**Extract to read:**
================================
Re: BUG #15873: Attaching a partition fails because it sees deleted columns

From: Amit Langote <amitlangote09(at)gmail(dot)com>
To: Tom Lane <tgl(at)sss(dot)pgh(dot)pa(dot)us>
Cc: dwilches(at)gmail(dot)com, PostgreSQL mailing lists <pgsql-bugs(at)lists(dot)postgresql(dot)org>
Subject: Re: BUG #15873: Attaching a partition fails because it sees deleted columns
Date: 2019-06-26 04:32:37
Message-ID: CA+HiwqHApJRxNRv5N5Z70E7OcajLqxNwC3P=Z5qBdCp_CqW6cg@mail.gmail.com
Views: Raw Message | Whole Thread | Download mbox | Resend email
Thread:
Lists: pgsql-bugs

On Wed, Jun 26, 2019 at 6:50 AM Tom Lane <tgl(at)sss(dot)pgh(dot)pa(dot)us> wrote:
>
> PG Bug reporting form <noreply(at)postgresql(dot)org> writes:
> > Bug reference: 15873
> > PostgreSQL version: 11.2
>
> > I'm trying to attach a partition to one of my partitioned tables and I'm
> > getting an error:
> > ERROR: 42703: attribute 4 of type my_table_000000_partition has been
> > dropped
>
> FWIW, I tried to reproduce this using the attached example. Works
> fine here. However, this report sounds quite a lot like some partitioning
> bugs that have been fixed in the past. Could you update to 11.4 and try
> again? If it still fails, then there's some aspect of your problem table
> that you have not told us about.

I was able to reproduce the error that OP is seeing and some more.

To reproduce, you'd need to rejigger defchild's attributes such that
it contains a dropped column in the attnum position where pparent
contains its partition key.

> drop table if exists pparent;
> create table pparent(f1 int, z int, f2 int, my_timestamp timestamptz, f3 int)
> partition by range (my_timestamp);

So, change this:

> create table defchild (f1 int, f2 int,
> bogus1 text, my_timestamp timestamptz, bogus2 text, f3 int);

to:

create table defchild (f1 int, f2 int, bogus1 text, bogus2 text,
my_timestamp timestamptz, f3 int);

> alter table defchild drop column bogus1, drop column bogus2;

Now, pparent contains my_timestamp (the partition key) in 4th
position, whereas defchild contains a dropped column in that position.

> alter table pparent attach partition defchild default;
>
> create table otherchild (like defchild including all);
>
> alter table pparent attach partition otherchild
> for values from ('2019-01-01') to ('2020-01-01');

Finally, you need to insert at least one row into the default
partition before attaching 'otherrel'.

insert into pparent values (1, 1, '2019-01-01', 1);

alter table pparent attach partition otherchild
for values from ('2019-01-01') to ('2020-01-01');
ERROR: attribute 4 of type defchild has been dropped

This error is thrown when defchild is scanned to check if it contains
any rows that better have not been there (because they belonged to the
partition being attached).
================================
**Supplied material:**
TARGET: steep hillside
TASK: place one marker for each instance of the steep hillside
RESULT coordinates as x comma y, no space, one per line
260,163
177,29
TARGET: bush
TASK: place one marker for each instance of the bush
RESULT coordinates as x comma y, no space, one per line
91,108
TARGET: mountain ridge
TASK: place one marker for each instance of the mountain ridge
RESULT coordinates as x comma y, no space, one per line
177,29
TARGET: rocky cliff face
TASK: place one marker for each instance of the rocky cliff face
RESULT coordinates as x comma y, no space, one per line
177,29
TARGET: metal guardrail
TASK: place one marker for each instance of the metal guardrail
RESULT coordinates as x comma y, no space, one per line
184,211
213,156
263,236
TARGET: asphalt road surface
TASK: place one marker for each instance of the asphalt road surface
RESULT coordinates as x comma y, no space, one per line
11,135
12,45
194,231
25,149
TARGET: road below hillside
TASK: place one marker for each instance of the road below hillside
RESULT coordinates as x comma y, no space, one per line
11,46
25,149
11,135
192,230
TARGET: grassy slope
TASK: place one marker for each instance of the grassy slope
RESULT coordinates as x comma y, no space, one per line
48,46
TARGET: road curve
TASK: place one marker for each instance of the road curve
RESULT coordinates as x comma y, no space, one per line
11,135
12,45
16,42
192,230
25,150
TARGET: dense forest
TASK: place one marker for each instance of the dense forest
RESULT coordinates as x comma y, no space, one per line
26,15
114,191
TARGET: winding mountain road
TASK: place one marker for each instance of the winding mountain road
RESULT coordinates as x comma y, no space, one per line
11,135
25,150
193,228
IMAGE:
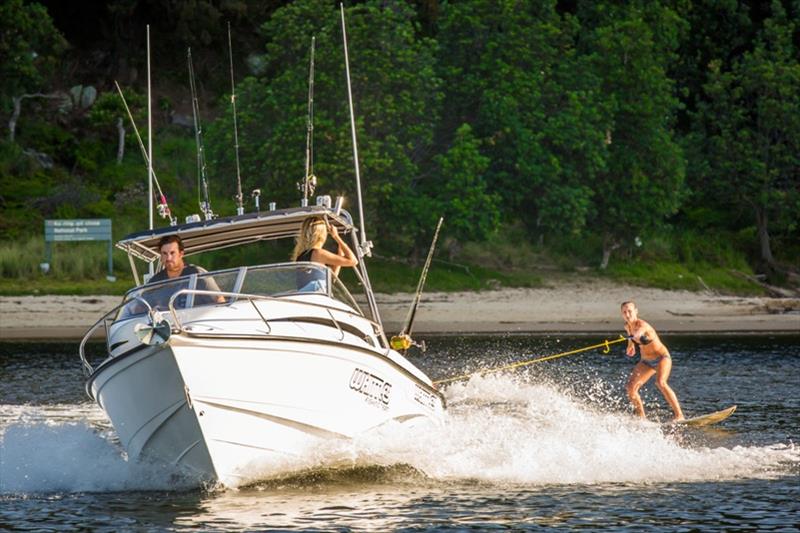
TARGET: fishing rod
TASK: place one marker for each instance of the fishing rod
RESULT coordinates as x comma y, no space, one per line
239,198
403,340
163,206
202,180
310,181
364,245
================================
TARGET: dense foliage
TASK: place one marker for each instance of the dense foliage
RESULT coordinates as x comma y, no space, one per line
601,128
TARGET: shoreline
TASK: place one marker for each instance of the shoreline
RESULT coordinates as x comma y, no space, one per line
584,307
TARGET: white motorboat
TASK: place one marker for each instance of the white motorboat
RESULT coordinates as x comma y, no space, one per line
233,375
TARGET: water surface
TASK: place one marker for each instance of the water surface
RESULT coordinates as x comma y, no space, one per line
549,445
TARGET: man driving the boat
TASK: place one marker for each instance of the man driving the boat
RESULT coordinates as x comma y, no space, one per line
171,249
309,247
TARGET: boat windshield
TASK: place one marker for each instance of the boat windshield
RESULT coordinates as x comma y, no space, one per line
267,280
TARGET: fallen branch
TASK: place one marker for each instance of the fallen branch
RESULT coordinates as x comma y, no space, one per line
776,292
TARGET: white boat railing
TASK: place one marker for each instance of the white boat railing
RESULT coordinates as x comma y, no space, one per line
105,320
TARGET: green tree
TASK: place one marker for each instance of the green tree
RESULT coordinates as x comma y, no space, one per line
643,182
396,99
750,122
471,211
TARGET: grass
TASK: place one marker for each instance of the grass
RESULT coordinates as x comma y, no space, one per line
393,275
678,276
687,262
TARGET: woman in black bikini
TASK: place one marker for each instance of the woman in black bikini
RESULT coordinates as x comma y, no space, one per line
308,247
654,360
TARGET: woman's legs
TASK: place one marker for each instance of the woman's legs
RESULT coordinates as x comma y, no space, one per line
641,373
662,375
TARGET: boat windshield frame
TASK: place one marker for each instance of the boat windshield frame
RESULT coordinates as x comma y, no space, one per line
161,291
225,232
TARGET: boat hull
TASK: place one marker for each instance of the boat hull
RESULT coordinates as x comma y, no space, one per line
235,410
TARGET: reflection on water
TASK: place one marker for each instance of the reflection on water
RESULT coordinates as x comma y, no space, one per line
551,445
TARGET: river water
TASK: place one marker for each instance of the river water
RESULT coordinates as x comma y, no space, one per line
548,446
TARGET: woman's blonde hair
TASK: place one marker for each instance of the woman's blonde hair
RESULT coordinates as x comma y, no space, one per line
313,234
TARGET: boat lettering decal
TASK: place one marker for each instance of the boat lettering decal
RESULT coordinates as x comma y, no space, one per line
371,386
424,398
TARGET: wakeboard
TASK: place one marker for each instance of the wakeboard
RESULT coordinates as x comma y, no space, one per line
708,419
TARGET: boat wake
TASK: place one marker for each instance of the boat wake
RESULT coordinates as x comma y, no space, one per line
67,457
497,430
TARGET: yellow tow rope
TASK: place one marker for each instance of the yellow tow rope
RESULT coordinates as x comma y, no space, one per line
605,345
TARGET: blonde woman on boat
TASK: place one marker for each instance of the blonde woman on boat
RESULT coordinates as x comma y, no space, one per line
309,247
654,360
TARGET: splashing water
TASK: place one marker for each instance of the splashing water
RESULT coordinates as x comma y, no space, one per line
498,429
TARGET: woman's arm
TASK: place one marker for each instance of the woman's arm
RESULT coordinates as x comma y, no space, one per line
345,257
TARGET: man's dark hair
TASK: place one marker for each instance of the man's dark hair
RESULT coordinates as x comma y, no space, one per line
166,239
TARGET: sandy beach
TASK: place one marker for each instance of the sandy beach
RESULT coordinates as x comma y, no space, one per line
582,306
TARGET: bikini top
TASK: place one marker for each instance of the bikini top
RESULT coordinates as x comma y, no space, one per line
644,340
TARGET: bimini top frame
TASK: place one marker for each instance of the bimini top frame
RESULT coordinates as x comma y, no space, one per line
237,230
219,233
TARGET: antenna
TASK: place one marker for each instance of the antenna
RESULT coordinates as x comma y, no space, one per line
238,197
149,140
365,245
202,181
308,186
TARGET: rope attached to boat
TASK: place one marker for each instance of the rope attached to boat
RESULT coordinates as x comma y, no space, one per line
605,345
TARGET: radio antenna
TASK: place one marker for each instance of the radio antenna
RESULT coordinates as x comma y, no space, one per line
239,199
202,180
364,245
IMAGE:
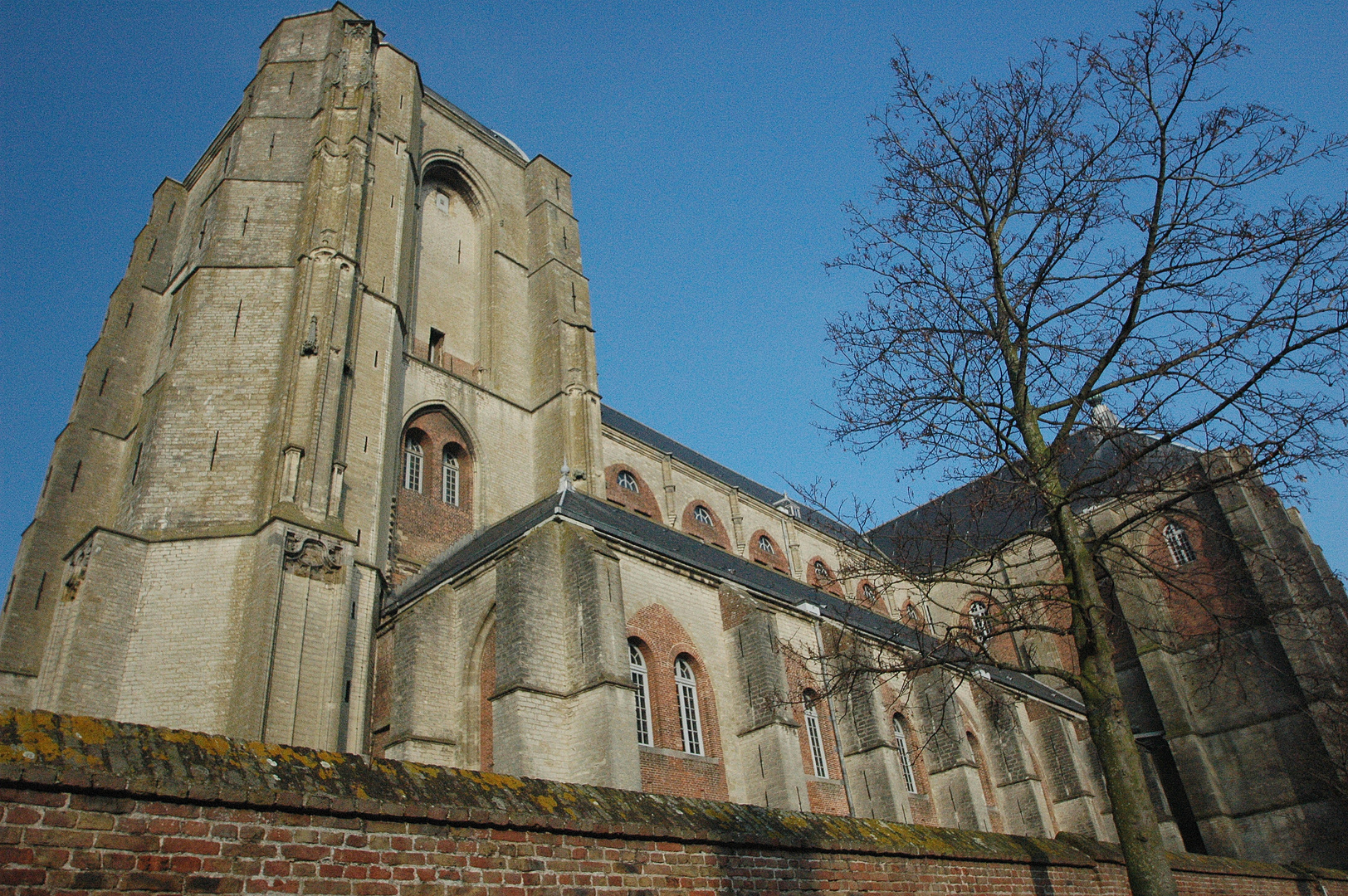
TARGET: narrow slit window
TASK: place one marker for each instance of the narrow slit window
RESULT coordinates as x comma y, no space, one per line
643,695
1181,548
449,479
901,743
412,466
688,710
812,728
================================
**Required actions:**
a. In the partition bug thread, condense the paragraph beginning "FWIW, I tried to reproduce this" into a short bulleted list that keeps its main facts.
b. Copy the partition bug thread word for word from "Finally, you need" up to and including "partition being attached).".

**Answers in order:**
a.
- An attempt to reproduce the problem with the attached example worked fine.
- The report closely resembles partitioning bugs that were fixed in the past.
- The reporter is asked to update to 11.4 and try again.
- If it still fails, some aspect of the problem table has not been described.

b.
Finally, you need to insert at least one row into the default
partition before attaching 'otherrel'.

insert into pparent values (1, 1, '2019-01-01', 1);

alter table pparent attach partition otherchild
for values from ('2019-01-01') to ('2020-01-01');
ERROR: attribute 4 of type defchild has been dropped

This error is thrown when defchild is scanned to check if it contains
any rows that better have not been there (because they belonged to the
partition being attached).